**Activity**
Every line of the data below is to be given again as it appears, with the images removed.

Point-per-instance localization data:
- - - - -
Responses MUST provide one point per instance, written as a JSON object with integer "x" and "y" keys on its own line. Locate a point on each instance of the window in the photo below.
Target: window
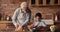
{"x": 55, "y": 1}
{"x": 47, "y": 1}
{"x": 32, "y": 1}
{"x": 40, "y": 1}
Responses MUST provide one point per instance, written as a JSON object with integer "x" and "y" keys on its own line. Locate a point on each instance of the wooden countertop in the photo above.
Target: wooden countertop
{"x": 5, "y": 22}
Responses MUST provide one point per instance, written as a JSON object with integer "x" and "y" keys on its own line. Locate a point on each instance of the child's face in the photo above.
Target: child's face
{"x": 37, "y": 18}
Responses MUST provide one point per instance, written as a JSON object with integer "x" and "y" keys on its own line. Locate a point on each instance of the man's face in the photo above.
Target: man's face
{"x": 37, "y": 18}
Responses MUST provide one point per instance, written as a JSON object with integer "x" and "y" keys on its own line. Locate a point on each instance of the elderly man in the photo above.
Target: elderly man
{"x": 21, "y": 17}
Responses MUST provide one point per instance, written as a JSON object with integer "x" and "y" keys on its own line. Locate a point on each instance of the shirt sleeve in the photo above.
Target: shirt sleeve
{"x": 14, "y": 17}
{"x": 43, "y": 24}
{"x": 27, "y": 20}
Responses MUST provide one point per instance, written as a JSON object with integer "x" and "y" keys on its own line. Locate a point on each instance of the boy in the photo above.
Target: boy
{"x": 37, "y": 24}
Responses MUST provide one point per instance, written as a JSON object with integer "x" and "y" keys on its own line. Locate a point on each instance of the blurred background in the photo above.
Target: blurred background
{"x": 50, "y": 10}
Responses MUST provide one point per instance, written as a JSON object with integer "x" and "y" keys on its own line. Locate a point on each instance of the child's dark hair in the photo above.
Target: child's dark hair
{"x": 39, "y": 15}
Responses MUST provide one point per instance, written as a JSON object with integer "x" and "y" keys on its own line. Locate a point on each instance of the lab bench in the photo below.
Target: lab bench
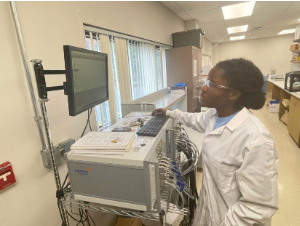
{"x": 275, "y": 90}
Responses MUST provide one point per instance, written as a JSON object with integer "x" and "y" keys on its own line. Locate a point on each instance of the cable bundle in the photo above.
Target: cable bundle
{"x": 187, "y": 165}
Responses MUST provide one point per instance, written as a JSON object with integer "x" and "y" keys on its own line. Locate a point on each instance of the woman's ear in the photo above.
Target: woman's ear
{"x": 234, "y": 95}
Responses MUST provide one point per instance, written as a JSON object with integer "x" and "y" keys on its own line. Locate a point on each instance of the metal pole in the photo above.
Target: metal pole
{"x": 53, "y": 161}
{"x": 36, "y": 111}
{"x": 37, "y": 117}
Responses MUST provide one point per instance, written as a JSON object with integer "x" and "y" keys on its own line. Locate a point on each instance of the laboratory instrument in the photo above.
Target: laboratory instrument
{"x": 153, "y": 126}
{"x": 145, "y": 182}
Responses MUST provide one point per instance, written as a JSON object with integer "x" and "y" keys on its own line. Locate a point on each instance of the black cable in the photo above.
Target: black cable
{"x": 87, "y": 122}
{"x": 84, "y": 216}
{"x": 92, "y": 220}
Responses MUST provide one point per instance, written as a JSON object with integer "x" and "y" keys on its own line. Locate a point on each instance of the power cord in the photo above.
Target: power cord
{"x": 88, "y": 122}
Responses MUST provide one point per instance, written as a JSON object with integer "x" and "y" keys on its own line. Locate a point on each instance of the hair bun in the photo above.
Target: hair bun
{"x": 254, "y": 99}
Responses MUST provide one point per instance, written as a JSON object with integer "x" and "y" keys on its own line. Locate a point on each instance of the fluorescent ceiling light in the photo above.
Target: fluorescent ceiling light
{"x": 237, "y": 38}
{"x": 289, "y": 31}
{"x": 238, "y": 10}
{"x": 237, "y": 29}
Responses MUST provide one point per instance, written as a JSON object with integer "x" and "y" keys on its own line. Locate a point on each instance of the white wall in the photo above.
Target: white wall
{"x": 207, "y": 47}
{"x": 266, "y": 53}
{"x": 46, "y": 27}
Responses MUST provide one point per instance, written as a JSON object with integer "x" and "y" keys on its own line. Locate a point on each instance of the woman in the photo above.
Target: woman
{"x": 239, "y": 185}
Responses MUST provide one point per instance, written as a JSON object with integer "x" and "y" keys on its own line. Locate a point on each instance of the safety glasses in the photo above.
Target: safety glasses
{"x": 212, "y": 85}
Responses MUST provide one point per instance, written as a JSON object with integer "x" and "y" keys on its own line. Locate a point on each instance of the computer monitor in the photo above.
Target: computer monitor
{"x": 87, "y": 78}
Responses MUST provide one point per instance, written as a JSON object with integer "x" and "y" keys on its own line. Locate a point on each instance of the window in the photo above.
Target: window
{"x": 115, "y": 71}
{"x": 158, "y": 68}
{"x": 102, "y": 110}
- - - - -
**Task result**
Responses MUST provide one point per instance, written as a JSON object with integer "x" and "y" keys on its own line. Locate a point on each instance of the window in the photo below.
Target: window
{"x": 55, "y": 1}
{"x": 47, "y": 1}
{"x": 32, "y": 1}
{"x": 40, "y": 1}
Responses MUST provide one point per instance, written as a JSON object with integer "x" and "y" keys on its own line. Locate a point on each instance of the wooden countertop in the photo above.
Target: wooden countertop
{"x": 5, "y": 22}
Responses MUST provide one point per instance, written as a JSON object with integer "x" and "y" keys on its own line. Locate a point on each instance of the child's face in the photo above.
Target: child's face
{"x": 37, "y": 18}
Responses MUST provide one point per instance, written as a JSON object with integer "x" and "y" keys on its own line. Locate a point on each instance of the man's face in the photo above.
Target: man's face
{"x": 37, "y": 18}
Responses MUST provide one point per instance, written as a JSON object with integer "x" and "y" keys on its own line. Locate a point on each instance of the elderly man in the photo above.
Target: elderly man
{"x": 21, "y": 17}
Responses MUST provide one point per instance, written as a JSON object with integer "x" and "y" keys on its own line. Locate a point on each instance of the shirt sleeve in the photo above.
Target: shirt sleeve
{"x": 14, "y": 17}
{"x": 43, "y": 24}
{"x": 27, "y": 20}
Responses MUST provide one point per instance, written as a JSON object with integer "x" and "y" keys on its own line. Locate a point on each instance of the boy in the photo above.
Target: boy
{"x": 37, "y": 24}
Responses MUST provide one point per instance, written as a JSON object with integer "x" and "y" keys on its own line. Locate a point on each instance of the blurred background in the photo above.
Target: blurred background
{"x": 50, "y": 10}
Responses MUST provide one point per instance, written as a JSON object with integer "x" and "y" keys on its own line. Locate a point on each instance of the child's dark hair in the photo above.
Target: child's dark hair
{"x": 39, "y": 15}
Responses MUST provide one point per instance, written as a JSON object with integer "x" and "y" keys on its own line. Locate a point on each instance of the lab bench in the photo below.
Target: lab bench
{"x": 275, "y": 90}
Responses MUST provide one point per instance, written as a JSON object with integer "x" and "y" keys on its own line. Locate a point on each instance of the cable bundle in the photo above.
Target: cable bundle
{"x": 187, "y": 165}
Responses MUST provide one point per instance, written as a JSON object with integer "x" and "y" keys on its own line. Locate a point on each instance of the woman's ear in the photo above.
Target: woman's ear
{"x": 234, "y": 95}
Responses MUST provide one point per instance, written as a JSON object with integer "x" and "y" keys on its own line. Locate a point on each instance of the metal pole in the photo above.
Target: metal pole
{"x": 53, "y": 161}
{"x": 36, "y": 111}
{"x": 37, "y": 117}
Responses MUST provide one point per instance, written as a JSON object with integer "x" and "y" keys on its own line. Locate a point on each instance of the laboratory instrument in the photo above.
Target: laboratory instrument
{"x": 153, "y": 126}
{"x": 145, "y": 182}
Responses MUST provide one point per instance, written as a JSON object with integer "x" and "y" keys on its own line. Locate a point on each instance of the black cable in the photo above.
Target: black cable
{"x": 87, "y": 122}
{"x": 84, "y": 216}
{"x": 92, "y": 220}
Responses MUST provide one point per instance, written as a JSON object with integer "x" and "y" keys on its own line. Locate a point on each instance of the power cord in the photo above.
Target: power cord
{"x": 88, "y": 122}
Responses MUST provide one point per instance, written as a JSON object with integer "x" and "y" keys on its own line. Locate a point on each instance of the hair bun in the photo above.
Target: hair bun
{"x": 254, "y": 99}
Responses MUST provide one point per instance, written as a JSON object with integer "x" and "y" keys on its own line. Locate a point on each instance of the fluorescent ceiling light in the photo above.
Target: fluorescent ceiling light
{"x": 237, "y": 38}
{"x": 289, "y": 31}
{"x": 238, "y": 10}
{"x": 237, "y": 29}
Responses MUST provide one point per instance, written as a JSON object with integer "x" and "y" keys on its own line. Locate a point on each instance of the white wall in the photo above.
Target: white wall
{"x": 207, "y": 47}
{"x": 266, "y": 53}
{"x": 46, "y": 27}
Responses MUST provide one point per instance, written as a JSON object with integer "x" and "y" keys on its own line. Locate a point on each instance of the woman in the photo above.
Target: woman
{"x": 239, "y": 185}
Responses MUST provide one point per instance, written as a JSON object with integer "x" and "y" keys on its own line. Locate a point on each instance of the safety glasses in the photo above.
Target: safety glasses
{"x": 212, "y": 85}
Responses MUST provide one point per instance, written as a JSON object with integer "x" and "y" keys on its own line. Locate a point on each instance of the computer monitor in the photo above.
Target: computer monitor
{"x": 87, "y": 78}
Responses MUST provide one point per instance, written as a JSON object with integer "x" and "y" keys on its own line. Locate a point on each instance of the window in the photo above.
Target: window
{"x": 115, "y": 71}
{"x": 158, "y": 68}
{"x": 102, "y": 110}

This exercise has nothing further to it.